What is required -> Below are some records. Pull every line that contains the word "image".

Provided material ->
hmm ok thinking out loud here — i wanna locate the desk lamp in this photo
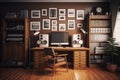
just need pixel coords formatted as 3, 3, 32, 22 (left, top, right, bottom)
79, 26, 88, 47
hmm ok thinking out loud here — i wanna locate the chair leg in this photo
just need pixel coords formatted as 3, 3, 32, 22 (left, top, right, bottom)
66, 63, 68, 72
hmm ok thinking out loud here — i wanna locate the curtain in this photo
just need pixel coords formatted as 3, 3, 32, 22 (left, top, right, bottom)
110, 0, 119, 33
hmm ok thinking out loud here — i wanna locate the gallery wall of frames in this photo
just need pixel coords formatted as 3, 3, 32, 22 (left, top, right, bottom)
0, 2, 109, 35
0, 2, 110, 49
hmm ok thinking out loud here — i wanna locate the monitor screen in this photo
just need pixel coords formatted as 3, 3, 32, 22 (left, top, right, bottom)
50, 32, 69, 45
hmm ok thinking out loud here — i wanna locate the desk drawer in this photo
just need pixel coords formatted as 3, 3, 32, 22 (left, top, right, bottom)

...

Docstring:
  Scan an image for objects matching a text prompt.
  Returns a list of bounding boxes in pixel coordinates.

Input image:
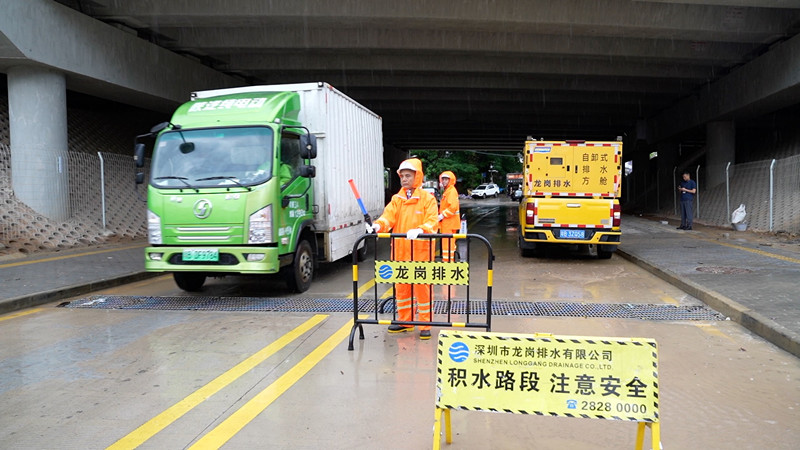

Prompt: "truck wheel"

Exercise output ->
  Scan an image for objects matching a text prompt.
Input image:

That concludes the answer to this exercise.